▶ **WHAT YOU NEED TO DO**: Print every one of the records below line for line, changing no character, space, or line break.

▶ **EXERCISE MATERIALS**:
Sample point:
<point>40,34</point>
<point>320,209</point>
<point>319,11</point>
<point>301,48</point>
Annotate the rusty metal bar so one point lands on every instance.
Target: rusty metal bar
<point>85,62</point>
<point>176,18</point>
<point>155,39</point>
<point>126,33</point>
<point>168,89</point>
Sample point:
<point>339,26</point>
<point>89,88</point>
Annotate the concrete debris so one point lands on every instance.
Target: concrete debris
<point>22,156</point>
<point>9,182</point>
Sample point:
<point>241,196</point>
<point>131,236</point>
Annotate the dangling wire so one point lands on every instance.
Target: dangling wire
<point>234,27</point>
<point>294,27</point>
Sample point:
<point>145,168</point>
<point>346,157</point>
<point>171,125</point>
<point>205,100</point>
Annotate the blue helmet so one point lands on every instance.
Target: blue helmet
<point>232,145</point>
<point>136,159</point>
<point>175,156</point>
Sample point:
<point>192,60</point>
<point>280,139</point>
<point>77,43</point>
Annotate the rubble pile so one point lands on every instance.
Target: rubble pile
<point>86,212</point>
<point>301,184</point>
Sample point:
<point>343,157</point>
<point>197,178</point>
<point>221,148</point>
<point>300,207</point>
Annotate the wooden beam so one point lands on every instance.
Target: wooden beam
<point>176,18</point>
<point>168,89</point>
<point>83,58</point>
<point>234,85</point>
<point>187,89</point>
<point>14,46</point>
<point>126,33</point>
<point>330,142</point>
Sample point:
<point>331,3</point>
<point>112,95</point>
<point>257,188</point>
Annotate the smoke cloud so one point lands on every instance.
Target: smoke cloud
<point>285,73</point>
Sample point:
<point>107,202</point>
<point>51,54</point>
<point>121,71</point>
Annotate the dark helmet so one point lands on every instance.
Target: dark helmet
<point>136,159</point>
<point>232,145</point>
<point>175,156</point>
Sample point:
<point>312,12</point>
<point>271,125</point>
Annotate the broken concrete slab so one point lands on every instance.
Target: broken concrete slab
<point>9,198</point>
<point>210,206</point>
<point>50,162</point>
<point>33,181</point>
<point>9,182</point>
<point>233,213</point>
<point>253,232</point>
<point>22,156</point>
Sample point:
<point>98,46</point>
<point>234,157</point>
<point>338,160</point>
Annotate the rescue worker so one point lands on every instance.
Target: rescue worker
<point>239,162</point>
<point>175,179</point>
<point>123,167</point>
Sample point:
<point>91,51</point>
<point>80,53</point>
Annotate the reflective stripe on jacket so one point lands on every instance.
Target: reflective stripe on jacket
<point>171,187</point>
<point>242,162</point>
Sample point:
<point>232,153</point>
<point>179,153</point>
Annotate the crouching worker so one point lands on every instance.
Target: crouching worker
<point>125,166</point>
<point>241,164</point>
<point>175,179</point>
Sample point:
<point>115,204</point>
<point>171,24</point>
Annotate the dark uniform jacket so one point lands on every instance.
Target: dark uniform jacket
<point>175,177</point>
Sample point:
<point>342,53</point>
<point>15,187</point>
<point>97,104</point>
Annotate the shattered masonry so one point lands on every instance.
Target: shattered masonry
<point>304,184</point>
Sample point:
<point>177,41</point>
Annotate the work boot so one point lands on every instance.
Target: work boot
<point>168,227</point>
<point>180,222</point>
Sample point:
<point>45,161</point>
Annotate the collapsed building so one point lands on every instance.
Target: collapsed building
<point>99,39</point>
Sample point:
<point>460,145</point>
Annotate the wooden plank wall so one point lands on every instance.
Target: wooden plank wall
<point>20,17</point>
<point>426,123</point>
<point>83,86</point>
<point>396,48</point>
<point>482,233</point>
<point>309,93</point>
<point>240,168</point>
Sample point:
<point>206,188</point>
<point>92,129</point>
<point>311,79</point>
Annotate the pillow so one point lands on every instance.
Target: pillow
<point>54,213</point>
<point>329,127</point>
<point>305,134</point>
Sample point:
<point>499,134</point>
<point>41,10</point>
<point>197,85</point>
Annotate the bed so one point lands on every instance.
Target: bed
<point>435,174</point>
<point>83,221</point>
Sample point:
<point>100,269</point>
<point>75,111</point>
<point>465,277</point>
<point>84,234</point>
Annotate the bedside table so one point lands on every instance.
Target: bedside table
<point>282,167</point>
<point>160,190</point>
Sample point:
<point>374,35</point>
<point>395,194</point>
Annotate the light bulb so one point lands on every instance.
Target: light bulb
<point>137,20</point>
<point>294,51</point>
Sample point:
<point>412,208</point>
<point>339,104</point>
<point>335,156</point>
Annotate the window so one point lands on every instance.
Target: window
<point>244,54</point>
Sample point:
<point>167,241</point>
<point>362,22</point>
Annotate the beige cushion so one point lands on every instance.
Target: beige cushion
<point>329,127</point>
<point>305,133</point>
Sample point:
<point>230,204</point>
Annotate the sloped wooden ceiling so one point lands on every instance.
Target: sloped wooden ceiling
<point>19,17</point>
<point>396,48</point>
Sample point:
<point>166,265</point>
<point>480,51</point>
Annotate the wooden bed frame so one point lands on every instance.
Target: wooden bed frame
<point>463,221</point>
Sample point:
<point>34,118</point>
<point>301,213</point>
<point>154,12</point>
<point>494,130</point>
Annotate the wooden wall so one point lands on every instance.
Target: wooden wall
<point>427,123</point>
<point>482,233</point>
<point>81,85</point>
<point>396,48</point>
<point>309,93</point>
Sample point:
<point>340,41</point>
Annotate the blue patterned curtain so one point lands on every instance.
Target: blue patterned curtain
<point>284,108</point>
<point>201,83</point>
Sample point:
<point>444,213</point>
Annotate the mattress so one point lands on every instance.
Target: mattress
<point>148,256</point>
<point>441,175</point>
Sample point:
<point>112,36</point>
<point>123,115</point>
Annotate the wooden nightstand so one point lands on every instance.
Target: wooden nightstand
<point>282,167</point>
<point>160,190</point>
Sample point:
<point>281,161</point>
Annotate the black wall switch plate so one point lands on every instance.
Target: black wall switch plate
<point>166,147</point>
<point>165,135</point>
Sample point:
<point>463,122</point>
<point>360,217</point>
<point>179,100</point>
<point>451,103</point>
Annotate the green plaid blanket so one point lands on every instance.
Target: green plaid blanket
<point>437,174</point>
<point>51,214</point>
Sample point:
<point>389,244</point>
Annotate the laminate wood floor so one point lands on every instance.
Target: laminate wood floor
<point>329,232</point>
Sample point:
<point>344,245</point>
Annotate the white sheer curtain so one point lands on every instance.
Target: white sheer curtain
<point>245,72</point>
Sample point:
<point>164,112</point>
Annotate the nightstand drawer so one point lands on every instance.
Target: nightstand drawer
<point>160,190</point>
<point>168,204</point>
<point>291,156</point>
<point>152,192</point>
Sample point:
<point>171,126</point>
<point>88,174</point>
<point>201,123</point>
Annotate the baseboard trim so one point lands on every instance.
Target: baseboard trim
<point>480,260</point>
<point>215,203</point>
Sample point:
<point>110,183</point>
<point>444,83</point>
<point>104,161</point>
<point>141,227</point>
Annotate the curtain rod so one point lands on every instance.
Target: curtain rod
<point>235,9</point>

▶ **EXERCISE SOLUTION**:
Sample point:
<point>40,34</point>
<point>320,209</point>
<point>319,11</point>
<point>301,48</point>
Annotate the rusty metal bar so one point lands on every instance.
Target: rusty metal bar
<point>85,62</point>
<point>176,18</point>
<point>155,39</point>
<point>126,33</point>
<point>168,89</point>
Sample point:
<point>339,26</point>
<point>89,88</point>
Annotate the concrete debris so one point lands on every instance.
Target: concrete debris
<point>22,156</point>
<point>9,182</point>
Sample point:
<point>241,196</point>
<point>131,236</point>
Annotate the dangling wire so one point lands on every instance.
Target: dangling wire
<point>234,27</point>
<point>294,27</point>
Sample point:
<point>145,168</point>
<point>346,157</point>
<point>171,125</point>
<point>205,100</point>
Annotate the blue helmet so one point lands on every instance.
Target: blue helmet
<point>232,145</point>
<point>136,159</point>
<point>175,156</point>
Sample point:
<point>192,60</point>
<point>280,139</point>
<point>77,43</point>
Annotate the rubble pile so one point lands on every instance.
Target: rubble pile
<point>86,212</point>
<point>301,184</point>
Sample point:
<point>343,157</point>
<point>197,178</point>
<point>221,148</point>
<point>300,207</point>
Annotate the wooden beam so one point lands on every instance.
Target: wooden beam
<point>176,18</point>
<point>168,89</point>
<point>83,58</point>
<point>234,85</point>
<point>187,89</point>
<point>14,46</point>
<point>126,33</point>
<point>330,142</point>
Sample point:
<point>331,3</point>
<point>112,95</point>
<point>257,188</point>
Annotate the smoke cloud so one point lands on every instance.
Target: smoke cloud
<point>285,73</point>
Sample point:
<point>107,202</point>
<point>51,54</point>
<point>121,71</point>
Annotate the dark helmet so one point lands on every instance.
Target: dark helmet
<point>136,159</point>
<point>232,145</point>
<point>175,156</point>
Sample point:
<point>312,12</point>
<point>271,125</point>
Annotate the broken concrete slab so one point lands on every instance.
Target: broken concrete slab
<point>9,198</point>
<point>210,206</point>
<point>50,162</point>
<point>33,181</point>
<point>9,182</point>
<point>233,213</point>
<point>253,232</point>
<point>22,156</point>
Sample point:
<point>98,46</point>
<point>234,157</point>
<point>338,160</point>
Annotate the rescue worker so one point lands on every instance.
Target: rescue worker
<point>239,162</point>
<point>175,179</point>
<point>123,167</point>
Sample point:
<point>91,51</point>
<point>80,53</point>
Annotate the reflective stripe on jacket so one point lands on every instance.
Target: reflective stripe on jacket
<point>171,187</point>
<point>242,162</point>
Sample point:
<point>232,153</point>
<point>179,153</point>
Annotate the crouching worker so one point lands on every instance.
Target: crouching worker
<point>125,166</point>
<point>241,164</point>
<point>175,179</point>
Sample point:
<point>115,204</point>
<point>171,24</point>
Annotate the dark uniform jacket so one point lands on every instance.
Target: dark uniform jacket
<point>175,177</point>
Sample point:
<point>342,53</point>
<point>15,187</point>
<point>97,104</point>
Annotate the shattered masonry so one point lands on every instance.
Target: shattered masonry
<point>304,184</point>
Sample point:
<point>177,41</point>
Annotate the work boot so one point lands on every instance.
Target: work boot
<point>168,227</point>
<point>180,222</point>
Sample point:
<point>45,161</point>
Annotate the collapsed building so one point lands on every instance.
Target: collapsed building
<point>99,39</point>
Sample point:
<point>460,145</point>
Annotate the wooden plank wall so one point lands on every instance.
Target: wooden plank wall
<point>20,17</point>
<point>426,123</point>
<point>83,86</point>
<point>396,48</point>
<point>482,233</point>
<point>309,93</point>
<point>240,168</point>
Sample point:
<point>206,188</point>
<point>92,129</point>
<point>311,79</point>
Annotate the pillow so one point lands on every instance.
Target: pillow
<point>54,213</point>
<point>329,127</point>
<point>305,134</point>
Sample point:
<point>499,134</point>
<point>41,10</point>
<point>197,85</point>
Annotate the bed so one point lands on every instance.
Target: bed
<point>435,174</point>
<point>83,221</point>
Sample point:
<point>100,269</point>
<point>75,111</point>
<point>465,277</point>
<point>84,234</point>
Annotate the bedside table so one point lands on every instance.
Target: bedside table
<point>282,167</point>
<point>160,190</point>
Sample point:
<point>374,35</point>
<point>395,194</point>
Annotate the light bulb so one point lands on every instance.
Target: light bulb
<point>137,20</point>
<point>294,51</point>
Sample point:
<point>412,208</point>
<point>339,104</point>
<point>335,156</point>
Annotate the window so one point lands on every instance.
Target: window
<point>244,54</point>
Sample point:
<point>167,241</point>
<point>362,22</point>
Annotate the beige cushion so one point lands on every instance.
Target: beige cushion
<point>329,127</point>
<point>305,133</point>
Sample point:
<point>230,204</point>
Annotate the sloped wooden ceiling so one point lands on every instance.
Target: sloped wooden ceiling
<point>19,17</point>
<point>396,48</point>
Sample point:
<point>166,265</point>
<point>480,51</point>
Annotate the wooden bed frame so one point lands on every instance.
Target: wooden bed frame
<point>463,221</point>
Sample point:
<point>34,118</point>
<point>301,213</point>
<point>154,12</point>
<point>494,130</point>
Annotate the wooden wall so one point lands on every instance.
Target: wooden wall
<point>427,123</point>
<point>482,233</point>
<point>81,85</point>
<point>396,48</point>
<point>309,93</point>
Sample point:
<point>340,41</point>
Annotate the blue patterned curtain so one point lands on every instance.
Target: blue patterned curtain
<point>284,108</point>
<point>201,83</point>
Sample point:
<point>444,213</point>
Annotate the mattress so one point lands on every instance.
Target: mattress
<point>148,256</point>
<point>441,175</point>
Sample point:
<point>112,36</point>
<point>123,115</point>
Annotate the wooden nightstand so one point lands on every instance.
Target: wooden nightstand
<point>282,167</point>
<point>160,190</point>
Sample point:
<point>281,161</point>
Annotate the black wall switch plate so one point lands on every instance.
Target: black wall switch plate
<point>166,147</point>
<point>165,135</point>
Sample point:
<point>463,122</point>
<point>360,217</point>
<point>179,100</point>
<point>451,103</point>
Annotate the green plaid blanket so one point lands on every instance.
Target: green plaid blanket
<point>437,174</point>
<point>51,214</point>
Sample point:
<point>389,244</point>
Annotate the laminate wood floor so one point lands on every instance.
Target: laminate wood floor
<point>329,232</point>
Sample point:
<point>344,245</point>
Annotate the white sheer curtain so one point lands on every instance.
Target: white sheer curtain
<point>245,72</point>
Sample point:
<point>164,112</point>
Annotate the nightstand drawer so one point lands on every instance.
Target: nightstand drawer
<point>160,190</point>
<point>168,204</point>
<point>291,156</point>
<point>152,192</point>
Sample point:
<point>171,126</point>
<point>88,174</point>
<point>201,123</point>
Annotate the baseboard trim so one point lands on every instance.
Target: baseboard trim
<point>480,260</point>
<point>215,203</point>
Sample point:
<point>110,183</point>
<point>444,83</point>
<point>104,161</point>
<point>141,227</point>
Annotate the curtain rod so one point lands on every instance.
Target: curtain rod
<point>235,9</point>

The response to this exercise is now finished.